> **PROBLEM STATEMENT**
Please rewrite the items below with every "biggest" changed to "largest" and nothing else altered.

=== DATA PROVIDED ===

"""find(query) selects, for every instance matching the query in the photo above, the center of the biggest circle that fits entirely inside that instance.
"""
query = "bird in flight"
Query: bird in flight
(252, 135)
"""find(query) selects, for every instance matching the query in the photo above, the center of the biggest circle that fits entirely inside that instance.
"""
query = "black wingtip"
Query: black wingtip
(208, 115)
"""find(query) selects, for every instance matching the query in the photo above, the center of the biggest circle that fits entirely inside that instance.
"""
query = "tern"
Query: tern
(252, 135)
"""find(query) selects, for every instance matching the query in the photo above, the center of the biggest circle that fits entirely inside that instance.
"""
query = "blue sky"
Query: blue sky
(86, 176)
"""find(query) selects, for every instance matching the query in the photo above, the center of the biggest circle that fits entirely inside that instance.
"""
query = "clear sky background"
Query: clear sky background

===

> **EXPECTED ANSWER**
"""find(query) selects, for every instance matching the query in the photo above, the center of the largest circle that fits entirely inside that instance.
"""
query = "bird in flight"
Query: bird in flight
(252, 135)
"""find(query) selects, for every instance matching the query in the photo above, the center of the largest circle that fits entirely inside that instance.
"""
query = "black wingtip"
Query: black wingtip
(208, 115)
"""find(query) selects, for every instance matching the query in the photo above, the center of the largest circle that fits entirely inside that instance.
"""
query = "tern"
Query: tern
(252, 135)
"""find(query) selects, for every instance matching the query in the photo above, the center of the largest circle that fits entirely inside that instance.
"""
query = "blue sky"
Query: blue sky
(86, 176)
"""find(query) selects, for every instance matching the query in the photo above, the center of the largest circle that fits entirely inside that instance.
"""
query = "clear sky background"
Query: clear sky background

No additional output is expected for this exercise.